# TRY IT:
Reprint the entries without altering anything.

********************

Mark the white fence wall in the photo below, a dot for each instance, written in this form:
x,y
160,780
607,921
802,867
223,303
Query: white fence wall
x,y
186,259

********************

# WRITTEN REPLY:
Mark the white fence wall in the photo below, a dot for each instance, written in this form:
x,y
160,780
607,921
802,867
223,303
Query: white fence wall
x,y
186,259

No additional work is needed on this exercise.